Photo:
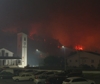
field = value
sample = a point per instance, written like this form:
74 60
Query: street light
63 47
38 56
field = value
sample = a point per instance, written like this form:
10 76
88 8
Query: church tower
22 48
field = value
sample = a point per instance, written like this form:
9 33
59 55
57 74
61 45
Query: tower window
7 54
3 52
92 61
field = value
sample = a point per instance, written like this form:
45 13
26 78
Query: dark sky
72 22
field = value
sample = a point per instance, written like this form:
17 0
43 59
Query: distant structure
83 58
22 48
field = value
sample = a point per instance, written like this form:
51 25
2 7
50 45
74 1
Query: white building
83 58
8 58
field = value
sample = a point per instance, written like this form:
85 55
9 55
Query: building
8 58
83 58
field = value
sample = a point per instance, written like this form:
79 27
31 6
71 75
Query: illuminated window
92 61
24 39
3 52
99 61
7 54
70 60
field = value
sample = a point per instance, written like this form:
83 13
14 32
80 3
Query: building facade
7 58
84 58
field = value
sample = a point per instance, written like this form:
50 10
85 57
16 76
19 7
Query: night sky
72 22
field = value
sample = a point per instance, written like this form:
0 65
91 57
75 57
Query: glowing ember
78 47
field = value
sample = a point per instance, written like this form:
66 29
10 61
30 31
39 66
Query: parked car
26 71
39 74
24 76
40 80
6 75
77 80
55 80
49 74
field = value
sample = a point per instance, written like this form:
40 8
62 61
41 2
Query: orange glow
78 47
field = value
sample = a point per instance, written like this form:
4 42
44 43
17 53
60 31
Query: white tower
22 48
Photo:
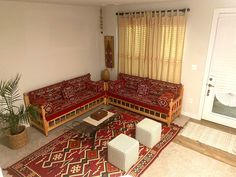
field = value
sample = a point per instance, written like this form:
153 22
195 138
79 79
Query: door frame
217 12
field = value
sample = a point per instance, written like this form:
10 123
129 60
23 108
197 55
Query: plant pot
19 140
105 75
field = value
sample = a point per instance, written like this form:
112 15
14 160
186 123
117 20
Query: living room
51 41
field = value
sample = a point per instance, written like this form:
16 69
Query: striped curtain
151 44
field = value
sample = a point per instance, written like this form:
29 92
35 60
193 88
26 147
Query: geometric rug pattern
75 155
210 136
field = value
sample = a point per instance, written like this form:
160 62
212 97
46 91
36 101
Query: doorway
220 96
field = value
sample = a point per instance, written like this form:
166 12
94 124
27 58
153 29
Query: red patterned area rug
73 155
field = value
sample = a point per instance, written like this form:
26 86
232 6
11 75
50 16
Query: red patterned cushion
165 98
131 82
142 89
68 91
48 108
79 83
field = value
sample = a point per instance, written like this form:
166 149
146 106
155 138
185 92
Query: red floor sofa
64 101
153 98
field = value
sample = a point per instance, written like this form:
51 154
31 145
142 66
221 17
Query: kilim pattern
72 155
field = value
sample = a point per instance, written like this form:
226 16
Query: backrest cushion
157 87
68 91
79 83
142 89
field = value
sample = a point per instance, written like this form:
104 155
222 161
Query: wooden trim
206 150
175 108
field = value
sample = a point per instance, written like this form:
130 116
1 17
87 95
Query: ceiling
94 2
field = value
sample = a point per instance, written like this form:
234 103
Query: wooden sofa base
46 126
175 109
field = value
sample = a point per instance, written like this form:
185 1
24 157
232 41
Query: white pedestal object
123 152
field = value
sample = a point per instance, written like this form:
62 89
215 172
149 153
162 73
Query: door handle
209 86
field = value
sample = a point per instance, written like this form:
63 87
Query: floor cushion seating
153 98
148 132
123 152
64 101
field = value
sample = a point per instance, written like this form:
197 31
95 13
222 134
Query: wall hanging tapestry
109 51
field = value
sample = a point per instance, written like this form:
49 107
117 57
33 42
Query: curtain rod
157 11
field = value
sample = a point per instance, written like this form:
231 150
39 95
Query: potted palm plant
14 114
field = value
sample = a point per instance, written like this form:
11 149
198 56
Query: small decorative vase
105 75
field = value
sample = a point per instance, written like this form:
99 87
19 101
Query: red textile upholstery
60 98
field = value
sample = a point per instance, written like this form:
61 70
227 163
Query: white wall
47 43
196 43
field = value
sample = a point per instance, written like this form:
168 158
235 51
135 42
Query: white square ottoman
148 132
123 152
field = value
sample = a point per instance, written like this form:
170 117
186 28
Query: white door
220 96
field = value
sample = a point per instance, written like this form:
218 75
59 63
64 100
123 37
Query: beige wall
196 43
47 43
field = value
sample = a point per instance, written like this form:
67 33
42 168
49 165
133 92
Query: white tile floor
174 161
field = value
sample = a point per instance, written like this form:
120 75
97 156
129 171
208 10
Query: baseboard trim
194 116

____________________

> AIM
Quote the listing above in full, except for the pictures.

> RESPONSE TO THE TASK
Photo:
field = value
sample = a point per instance, written like this form:
74 60
Query: street light
63 47
38 56
field = value
sample = a point per instance, written like this form:
10 76
88 8
Query: church tower
22 48
field = value
sample = a point per instance, written like this form:
9 33
59 55
57 74
61 45
Query: tower window
7 54
3 52
92 61
field = value
sample = a point per instance, written like this form:
45 13
26 78
Query: dark sky
72 22
field = value
sample = a point per instance, written like this form:
17 0
43 59
Query: distant structure
83 58
22 48
field = value
sample = a point per instance, written like this form:
51 25
2 7
50 45
74 1
Query: white building
83 58
8 58
field = value
sample = a point per instance, written like this form:
85 55
9 55
Query: building
8 58
83 58
field = value
sample = a point per instance, written like this form:
79 27
31 6
71 75
Query: illuminated window
92 61
24 39
3 52
99 61
7 54
70 60
field = value
sample = a point per instance, written like this form:
83 13
14 32
80 3
Query: building facade
7 58
84 58
field = value
sample = a point per instance, written like this form:
50 10
85 57
16 76
19 7
Query: night sky
72 22
field = value
sample = a point per instance, written like this form:
0 65
91 57
75 57
Query: glowing ember
78 47
field = value
sample = a point per instance, written like this form:
66 29
10 61
30 31
39 66
Query: parked car
26 71
39 74
24 76
40 80
6 75
77 80
55 80
49 74
field = value
sample = a point per instance, written like this form:
40 8
62 61
41 2
Query: orange glow
78 47
field = value
sample = a point per instance, written like this form:
4 42
44 43
17 53
60 31
Query: white tower
22 48
Photo:
field = value
sample = a point per instance, written like this form:
153 22
195 138
79 79
Query: door frame
217 12
field = value
sample = a point per instance, written like this form:
10 123
129 60
23 108
197 55
Query: plant pot
19 140
105 75
field = value
sample = a point per instance, written like this form:
112 15
14 160
186 123
117 20
Query: living room
51 41
field = value
sample = a point per instance, written like this form:
16 69
Query: striped curtain
151 44
field = value
sample = a point per instance, written like this form:
29 92
35 60
193 88
26 147
Query: geometric rug pattern
75 155
210 136
field = value
sample = a point per instance, written like this form:
160 62
212 97
46 91
36 101
Query: doorway
220 96
field = value
sample = a point per instance, written like this form:
166 12
94 124
27 58
153 29
Query: red patterned area rug
73 155
field = value
sample = a point per instance, written like this form:
26 86
232 6
11 75
50 16
Query: red patterned cushion
165 98
131 82
142 89
68 91
48 108
79 83
field = value
sample = a point per instance, written like this form:
166 149
146 106
155 138
185 92
Query: red floor sofa
64 101
153 98
field = value
sample = a point per instance, written like this form:
51 154
31 145
142 66
221 17
Query: kilim pattern
72 155
field = value
sample = a point per instance, written like this form:
226 16
Query: backrest cushion
157 87
68 91
79 83
142 89
field = value
sample = a point per instance, written like this form:
104 155
222 161
Query: wooden trim
206 150
175 108
field = value
sample = a point per instance, written like this form:
130 116
1 17
87 95
Query: ceiling
94 2
field = value
sample = a point per instance, written like this form:
234 103
Query: wooden sofa base
46 126
175 109
field = value
sample = a point per instance, written like this form:
185 1
24 157
232 41
Query: white pedestal object
123 152
field = value
sample = a point per instance, written like this form:
62 89
215 172
149 153
162 73
Query: door handle
209 86
field = value
sample = a point per instance, written like this form:
63 87
Query: floor cushion seating
153 98
148 132
123 152
64 101
field = value
sample = a point per instance, written like this form:
197 31
95 13
222 134
Query: wall hanging tapestry
109 51
field = value
sample = a point per instance, written like this form:
49 107
117 57
33 42
Query: curtain rod
157 11
field = value
sample = a point per instance, written like this form:
231 150
39 95
Query: potted palm plant
14 114
field = value
sample = a point per instance, written like this form:
11 149
198 56
Query: small decorative vase
105 75
field = value
sample = a point per instance, written like this form:
99 87
19 101
Query: red textile upholstery
60 98
field = value
sample = a point per instance, written like this form:
61 70
227 163
Query: white wall
47 43
196 43
field = value
sample = a point per instance, written like this form:
168 158
235 51
135 42
Query: white square ottoman
148 132
123 152
field = value
sample = a point per instance, written like this form:
170 117
186 28
Query: white door
220 96
field = value
sample = a point per instance, written like this form:
218 75
59 63
64 100
123 37
Query: beige wall
196 43
47 43
field = value
sample = a point per instance, written like this form:
67 33
42 168
49 165
133 92
Query: white tile floor
174 161
field = value
sample = a point per instance, written like this form:
120 75
97 156
129 171
208 10
Query: baseboard trim
194 116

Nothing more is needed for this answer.